* [Exercise aim]:
Set down all of the records exactly.

Saved data entries

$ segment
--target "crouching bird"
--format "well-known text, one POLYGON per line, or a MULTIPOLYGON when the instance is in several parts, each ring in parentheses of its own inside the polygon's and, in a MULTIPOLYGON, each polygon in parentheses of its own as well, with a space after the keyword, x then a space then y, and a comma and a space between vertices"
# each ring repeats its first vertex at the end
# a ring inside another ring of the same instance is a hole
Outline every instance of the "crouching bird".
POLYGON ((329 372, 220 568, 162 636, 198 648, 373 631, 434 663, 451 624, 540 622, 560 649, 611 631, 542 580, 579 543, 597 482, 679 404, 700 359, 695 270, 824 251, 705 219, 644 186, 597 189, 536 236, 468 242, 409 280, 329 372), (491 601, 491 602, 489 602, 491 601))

* [Answer to this problem]:
$ segment
--target "crouching bird"
--format "well-known text, one POLYGON per line, or a MULTIPOLYGON when the instance is in several parts, each ring in parentheses of its own inside the polygon's and, in a MULTIPOLYGON, each polygon in parentheses of its own as well, with a space after the keyword, x then a space then y, and a comma and a space between vertices"
# each ring repeats its first vertex at the end
# a ring inside another ring of the same instance is a hole
Outline every instance of the "crouching bird".
POLYGON ((329 372, 220 568, 162 636, 198 648, 373 631, 434 663, 451 624, 540 622, 560 649, 611 631, 542 580, 579 543, 597 482, 679 404, 700 359, 695 270, 824 251, 705 219, 644 186, 597 189, 536 236, 468 242, 409 280, 329 372), (491 601, 491 602, 489 602, 491 601))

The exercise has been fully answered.